— Activity —
Retype, exactly and only, each line from the one containing "Target: blue cloth" to the end of the records below.

Top of Data listing

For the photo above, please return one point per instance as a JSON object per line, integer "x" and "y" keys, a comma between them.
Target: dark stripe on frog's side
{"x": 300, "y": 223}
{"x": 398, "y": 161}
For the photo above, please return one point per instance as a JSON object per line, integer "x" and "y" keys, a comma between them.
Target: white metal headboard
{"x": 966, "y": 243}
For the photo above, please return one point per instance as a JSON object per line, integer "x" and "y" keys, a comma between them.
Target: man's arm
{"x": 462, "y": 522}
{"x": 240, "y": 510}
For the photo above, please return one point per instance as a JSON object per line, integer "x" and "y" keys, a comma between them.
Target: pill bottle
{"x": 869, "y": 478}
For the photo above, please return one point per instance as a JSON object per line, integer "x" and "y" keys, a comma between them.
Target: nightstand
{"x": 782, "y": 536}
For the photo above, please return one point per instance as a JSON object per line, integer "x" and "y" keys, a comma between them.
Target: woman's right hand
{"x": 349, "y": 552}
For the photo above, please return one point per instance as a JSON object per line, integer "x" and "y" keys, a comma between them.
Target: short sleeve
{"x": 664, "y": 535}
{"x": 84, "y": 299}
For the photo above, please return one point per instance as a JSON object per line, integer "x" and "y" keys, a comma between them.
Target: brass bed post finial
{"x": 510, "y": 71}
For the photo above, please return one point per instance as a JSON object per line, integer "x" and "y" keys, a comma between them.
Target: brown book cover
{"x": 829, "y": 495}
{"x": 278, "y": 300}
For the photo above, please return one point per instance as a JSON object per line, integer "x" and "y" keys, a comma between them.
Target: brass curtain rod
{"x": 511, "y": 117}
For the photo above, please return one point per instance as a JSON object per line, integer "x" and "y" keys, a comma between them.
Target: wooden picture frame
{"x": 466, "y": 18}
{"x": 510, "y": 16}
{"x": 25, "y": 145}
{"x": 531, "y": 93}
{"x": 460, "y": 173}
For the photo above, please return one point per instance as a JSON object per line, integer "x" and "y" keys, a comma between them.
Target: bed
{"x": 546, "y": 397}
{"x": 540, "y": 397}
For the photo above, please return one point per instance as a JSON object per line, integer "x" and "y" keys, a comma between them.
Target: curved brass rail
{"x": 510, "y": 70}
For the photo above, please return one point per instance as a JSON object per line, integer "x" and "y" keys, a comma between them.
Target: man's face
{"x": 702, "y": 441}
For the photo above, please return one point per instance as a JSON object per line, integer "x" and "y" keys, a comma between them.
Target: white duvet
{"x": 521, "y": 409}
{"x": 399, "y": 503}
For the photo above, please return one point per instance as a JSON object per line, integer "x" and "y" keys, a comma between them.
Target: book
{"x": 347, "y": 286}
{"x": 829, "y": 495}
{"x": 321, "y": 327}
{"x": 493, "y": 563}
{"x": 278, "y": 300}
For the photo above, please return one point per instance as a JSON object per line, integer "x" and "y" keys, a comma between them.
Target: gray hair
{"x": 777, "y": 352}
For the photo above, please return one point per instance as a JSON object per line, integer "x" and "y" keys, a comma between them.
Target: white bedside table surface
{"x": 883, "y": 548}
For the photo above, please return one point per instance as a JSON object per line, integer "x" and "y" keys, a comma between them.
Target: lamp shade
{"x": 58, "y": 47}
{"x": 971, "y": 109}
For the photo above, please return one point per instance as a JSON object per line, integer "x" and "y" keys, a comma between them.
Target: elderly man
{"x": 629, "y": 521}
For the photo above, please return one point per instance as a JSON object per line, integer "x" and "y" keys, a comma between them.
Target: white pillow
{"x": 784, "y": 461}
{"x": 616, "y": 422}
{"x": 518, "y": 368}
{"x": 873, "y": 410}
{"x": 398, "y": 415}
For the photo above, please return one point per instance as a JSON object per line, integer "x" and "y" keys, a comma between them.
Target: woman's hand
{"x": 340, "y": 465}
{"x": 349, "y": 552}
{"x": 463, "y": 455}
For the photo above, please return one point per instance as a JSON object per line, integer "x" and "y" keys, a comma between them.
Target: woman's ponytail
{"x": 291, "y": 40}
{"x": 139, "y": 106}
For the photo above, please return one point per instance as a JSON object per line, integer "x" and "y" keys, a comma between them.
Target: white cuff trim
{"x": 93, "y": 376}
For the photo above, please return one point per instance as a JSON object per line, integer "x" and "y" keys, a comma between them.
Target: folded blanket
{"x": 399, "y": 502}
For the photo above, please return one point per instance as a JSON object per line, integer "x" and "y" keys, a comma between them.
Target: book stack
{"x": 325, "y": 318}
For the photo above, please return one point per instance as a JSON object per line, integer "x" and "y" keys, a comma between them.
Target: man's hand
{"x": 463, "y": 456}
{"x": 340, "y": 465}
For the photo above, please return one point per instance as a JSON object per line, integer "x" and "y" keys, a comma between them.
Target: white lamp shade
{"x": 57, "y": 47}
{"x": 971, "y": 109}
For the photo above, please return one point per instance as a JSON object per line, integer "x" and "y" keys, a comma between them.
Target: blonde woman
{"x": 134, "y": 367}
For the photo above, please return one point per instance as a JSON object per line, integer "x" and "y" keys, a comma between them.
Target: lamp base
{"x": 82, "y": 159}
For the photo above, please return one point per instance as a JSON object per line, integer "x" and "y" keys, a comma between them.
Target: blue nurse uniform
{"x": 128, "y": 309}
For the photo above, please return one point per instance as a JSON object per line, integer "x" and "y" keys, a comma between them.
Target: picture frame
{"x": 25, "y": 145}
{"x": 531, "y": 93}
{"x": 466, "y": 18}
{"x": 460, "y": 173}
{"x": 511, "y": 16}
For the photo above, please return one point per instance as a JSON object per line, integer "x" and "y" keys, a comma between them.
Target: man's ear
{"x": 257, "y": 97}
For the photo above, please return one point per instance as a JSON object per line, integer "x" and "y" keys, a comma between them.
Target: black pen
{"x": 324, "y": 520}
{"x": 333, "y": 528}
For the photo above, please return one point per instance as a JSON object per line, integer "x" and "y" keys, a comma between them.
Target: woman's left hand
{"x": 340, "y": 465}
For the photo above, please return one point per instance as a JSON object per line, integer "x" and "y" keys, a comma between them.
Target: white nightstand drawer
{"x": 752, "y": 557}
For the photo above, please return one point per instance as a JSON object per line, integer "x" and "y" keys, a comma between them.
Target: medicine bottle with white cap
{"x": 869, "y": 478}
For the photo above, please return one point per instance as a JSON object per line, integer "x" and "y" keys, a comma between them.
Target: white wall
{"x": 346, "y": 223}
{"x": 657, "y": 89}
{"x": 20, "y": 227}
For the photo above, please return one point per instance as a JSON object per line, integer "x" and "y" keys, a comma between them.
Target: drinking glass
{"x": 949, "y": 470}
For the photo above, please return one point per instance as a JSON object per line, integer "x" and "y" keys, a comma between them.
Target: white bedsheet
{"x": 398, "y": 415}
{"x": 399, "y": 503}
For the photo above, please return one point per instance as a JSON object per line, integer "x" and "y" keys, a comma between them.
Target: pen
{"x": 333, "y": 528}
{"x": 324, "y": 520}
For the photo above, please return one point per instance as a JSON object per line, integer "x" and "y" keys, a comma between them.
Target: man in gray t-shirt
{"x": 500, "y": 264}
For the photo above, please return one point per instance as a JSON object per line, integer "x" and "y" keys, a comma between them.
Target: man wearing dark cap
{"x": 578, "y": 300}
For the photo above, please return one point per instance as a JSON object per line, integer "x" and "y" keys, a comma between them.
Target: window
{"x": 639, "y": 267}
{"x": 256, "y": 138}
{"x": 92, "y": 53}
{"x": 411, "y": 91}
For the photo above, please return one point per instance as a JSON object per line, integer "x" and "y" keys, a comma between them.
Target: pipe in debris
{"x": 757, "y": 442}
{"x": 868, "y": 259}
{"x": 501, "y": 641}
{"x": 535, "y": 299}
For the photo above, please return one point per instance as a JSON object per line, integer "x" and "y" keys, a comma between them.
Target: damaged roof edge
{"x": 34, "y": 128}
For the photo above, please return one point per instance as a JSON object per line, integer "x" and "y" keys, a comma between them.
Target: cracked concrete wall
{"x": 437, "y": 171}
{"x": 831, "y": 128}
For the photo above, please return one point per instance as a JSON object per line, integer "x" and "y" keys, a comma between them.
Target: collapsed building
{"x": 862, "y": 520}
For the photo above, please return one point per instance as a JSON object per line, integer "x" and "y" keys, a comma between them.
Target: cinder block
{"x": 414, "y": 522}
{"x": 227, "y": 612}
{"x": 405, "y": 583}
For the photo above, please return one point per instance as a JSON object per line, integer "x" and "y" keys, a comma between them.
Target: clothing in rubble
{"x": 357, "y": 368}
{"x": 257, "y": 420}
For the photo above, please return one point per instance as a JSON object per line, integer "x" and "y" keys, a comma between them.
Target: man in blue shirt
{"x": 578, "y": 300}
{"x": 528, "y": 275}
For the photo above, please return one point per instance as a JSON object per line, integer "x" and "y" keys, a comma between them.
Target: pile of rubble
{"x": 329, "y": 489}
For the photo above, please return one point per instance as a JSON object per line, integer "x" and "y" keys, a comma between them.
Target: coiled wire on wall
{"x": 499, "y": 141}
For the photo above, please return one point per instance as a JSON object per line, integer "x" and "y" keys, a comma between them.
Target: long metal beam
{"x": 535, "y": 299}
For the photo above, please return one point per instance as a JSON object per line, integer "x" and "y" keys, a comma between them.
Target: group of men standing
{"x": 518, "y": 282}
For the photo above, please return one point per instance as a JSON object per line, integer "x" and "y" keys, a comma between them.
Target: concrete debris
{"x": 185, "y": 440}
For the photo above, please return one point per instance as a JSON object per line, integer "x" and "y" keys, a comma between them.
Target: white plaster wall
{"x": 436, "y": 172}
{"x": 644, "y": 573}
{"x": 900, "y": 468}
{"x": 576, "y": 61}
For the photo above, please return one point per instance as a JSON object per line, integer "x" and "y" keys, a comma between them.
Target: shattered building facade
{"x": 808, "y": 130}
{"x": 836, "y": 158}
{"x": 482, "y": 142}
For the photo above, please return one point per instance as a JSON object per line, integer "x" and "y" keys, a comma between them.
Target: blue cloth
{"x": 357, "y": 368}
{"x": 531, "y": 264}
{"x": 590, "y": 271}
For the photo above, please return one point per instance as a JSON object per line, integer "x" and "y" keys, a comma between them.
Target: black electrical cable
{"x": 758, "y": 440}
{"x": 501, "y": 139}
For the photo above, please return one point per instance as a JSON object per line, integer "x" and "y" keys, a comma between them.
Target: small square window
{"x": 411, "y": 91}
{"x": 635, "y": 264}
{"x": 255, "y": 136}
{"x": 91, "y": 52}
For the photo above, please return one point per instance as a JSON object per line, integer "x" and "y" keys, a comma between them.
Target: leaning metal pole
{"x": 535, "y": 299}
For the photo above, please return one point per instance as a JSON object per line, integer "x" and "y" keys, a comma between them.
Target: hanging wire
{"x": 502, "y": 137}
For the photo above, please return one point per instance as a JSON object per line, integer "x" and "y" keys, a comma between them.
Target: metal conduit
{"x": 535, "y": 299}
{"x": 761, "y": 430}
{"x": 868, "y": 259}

Bottom of Data listing

— Answer box —
Target: blue cloth
{"x": 357, "y": 368}
{"x": 531, "y": 264}
{"x": 590, "y": 271}
For the photo above, please return one point per instance as a JSON object per line, integer "x" and "y" keys, a comma between them.
Target: black electrical cable
{"x": 758, "y": 440}
{"x": 501, "y": 139}
For the photo above, please return one point per instance as a JSON object per line, integer "x" and "y" keys, a comma between them.
Target: small square window
{"x": 411, "y": 91}
{"x": 635, "y": 264}
{"x": 255, "y": 136}
{"x": 91, "y": 52}
For the photo above, please return one point per instance as a JSON object per line, integer "x" and "y" keys, a comma between them.
Target: leaning metal pole
{"x": 535, "y": 299}
For the photo above, please return one point per instance as a JSON object per line, integer "x" and "y" keys, a comma between them.
Target: hanging wire
{"x": 502, "y": 137}
For the photo above, please return one point per instance as a JSON object per line, integer "x" and "y" keys, a comma between them.
Target: metal conduit
{"x": 535, "y": 299}
{"x": 761, "y": 430}
{"x": 868, "y": 259}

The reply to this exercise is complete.